** Begin Material supplied **
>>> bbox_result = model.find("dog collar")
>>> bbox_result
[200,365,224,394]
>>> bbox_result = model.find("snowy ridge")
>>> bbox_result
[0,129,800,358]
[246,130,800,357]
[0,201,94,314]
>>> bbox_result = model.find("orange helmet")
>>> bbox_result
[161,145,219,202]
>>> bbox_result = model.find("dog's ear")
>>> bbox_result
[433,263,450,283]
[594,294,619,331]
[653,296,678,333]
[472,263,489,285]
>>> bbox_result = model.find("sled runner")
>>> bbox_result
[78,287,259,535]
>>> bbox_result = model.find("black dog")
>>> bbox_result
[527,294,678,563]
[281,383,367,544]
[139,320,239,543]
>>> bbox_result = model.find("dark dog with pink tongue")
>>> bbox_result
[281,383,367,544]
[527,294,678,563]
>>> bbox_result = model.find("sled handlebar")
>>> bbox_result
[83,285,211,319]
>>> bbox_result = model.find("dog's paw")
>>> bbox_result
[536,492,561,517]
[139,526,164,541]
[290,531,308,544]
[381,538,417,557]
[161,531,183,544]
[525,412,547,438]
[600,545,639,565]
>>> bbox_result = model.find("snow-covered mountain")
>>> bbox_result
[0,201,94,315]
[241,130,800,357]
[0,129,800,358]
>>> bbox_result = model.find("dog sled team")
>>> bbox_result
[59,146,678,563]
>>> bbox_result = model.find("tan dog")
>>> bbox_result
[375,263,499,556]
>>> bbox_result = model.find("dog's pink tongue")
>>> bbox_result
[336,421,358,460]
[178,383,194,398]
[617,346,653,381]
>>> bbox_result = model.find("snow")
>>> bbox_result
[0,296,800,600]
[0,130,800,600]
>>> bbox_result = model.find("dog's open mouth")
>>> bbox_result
** End Material supplied **
*Task objective*: Reproduce every one of the records above, character for character.

*Solution for this exercise*:
>>> bbox_result = model.find("dog collar")
>>> bbox_result
[200,365,224,394]
>>> bbox_result = model.find("snowy ridge")
>>> bbox_result
[0,129,800,358]
[246,130,800,357]
[0,201,94,314]
>>> bbox_result = model.find("orange helmet")
>>> bbox_result
[161,145,219,202]
>>> bbox_result = model.find("dog's ear")
>>> bbox_result
[433,263,450,283]
[594,294,619,331]
[653,296,678,333]
[472,263,489,285]
>>> bbox_result = model.find("sled runner")
>>> bbox_result
[78,287,259,535]
>>> bbox_result = model.find("black dog")
>>> bbox_result
[527,294,678,563]
[281,383,367,544]
[139,320,239,543]
>>> bbox_result = model.find("dark dog with pink tongue")
>>> bbox_result
[281,383,367,544]
[527,294,678,563]
>>> bbox_result = model.find("sled handlebar")
>>> bbox_result
[83,285,211,319]
>>> bbox_result = model.find("dog's paw")
>>> bbox_result
[536,492,561,517]
[139,526,164,541]
[290,531,308,544]
[381,538,417,557]
[161,531,183,544]
[525,412,547,438]
[600,545,639,565]
>>> bbox_result = model.find("snow-covered mountain")
>>> bbox_result
[0,201,94,315]
[241,130,800,357]
[0,129,800,358]
>>> bbox_result = model.find("dog sled team")
>>> bbox_result
[59,146,678,563]
>>> bbox_result = model.find("tan dog")
>>> bbox_result
[375,263,499,556]
>>> bbox_result = model.find("dog's pink tongue")
>>> bbox_result
[336,421,358,460]
[178,383,194,398]
[617,346,653,381]
>>> bbox_result = model.find("snow")
>>> bbox_result
[0,296,800,600]
[0,130,800,600]
>>> bbox_result = model.find("dog's open mouth")
>>> bbox_result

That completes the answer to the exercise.